╭─ Raw records

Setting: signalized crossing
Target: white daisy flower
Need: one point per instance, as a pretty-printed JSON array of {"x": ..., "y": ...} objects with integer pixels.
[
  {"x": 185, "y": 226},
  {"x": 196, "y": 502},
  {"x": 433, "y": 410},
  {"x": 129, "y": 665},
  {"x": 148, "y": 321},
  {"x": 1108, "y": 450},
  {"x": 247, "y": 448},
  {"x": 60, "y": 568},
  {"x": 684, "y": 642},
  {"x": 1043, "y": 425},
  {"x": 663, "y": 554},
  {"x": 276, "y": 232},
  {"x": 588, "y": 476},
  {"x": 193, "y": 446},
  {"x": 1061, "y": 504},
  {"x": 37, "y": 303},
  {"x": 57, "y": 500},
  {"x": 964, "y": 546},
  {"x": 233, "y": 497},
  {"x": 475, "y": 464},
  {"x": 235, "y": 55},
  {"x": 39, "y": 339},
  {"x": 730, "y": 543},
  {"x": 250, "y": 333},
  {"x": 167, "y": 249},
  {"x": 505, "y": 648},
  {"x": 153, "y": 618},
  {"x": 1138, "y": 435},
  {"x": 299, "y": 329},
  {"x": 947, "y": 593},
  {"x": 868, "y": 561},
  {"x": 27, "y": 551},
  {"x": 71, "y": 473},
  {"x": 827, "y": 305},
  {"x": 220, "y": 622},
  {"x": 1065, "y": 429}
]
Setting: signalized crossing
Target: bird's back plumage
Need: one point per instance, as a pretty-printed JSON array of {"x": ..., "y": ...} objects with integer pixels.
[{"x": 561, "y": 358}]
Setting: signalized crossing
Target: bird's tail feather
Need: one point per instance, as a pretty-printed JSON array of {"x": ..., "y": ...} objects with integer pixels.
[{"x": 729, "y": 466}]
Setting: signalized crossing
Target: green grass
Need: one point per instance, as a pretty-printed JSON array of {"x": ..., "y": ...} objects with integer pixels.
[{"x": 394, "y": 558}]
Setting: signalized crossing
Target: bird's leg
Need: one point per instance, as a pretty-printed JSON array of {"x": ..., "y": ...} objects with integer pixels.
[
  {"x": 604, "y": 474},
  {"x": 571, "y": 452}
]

╰─

> **Aim**
List each line above that contains the word "bird". Case counts.

> **Answer to the problem**
Target: bird's back plumage
Target: bird's tail feather
Target: bird's leg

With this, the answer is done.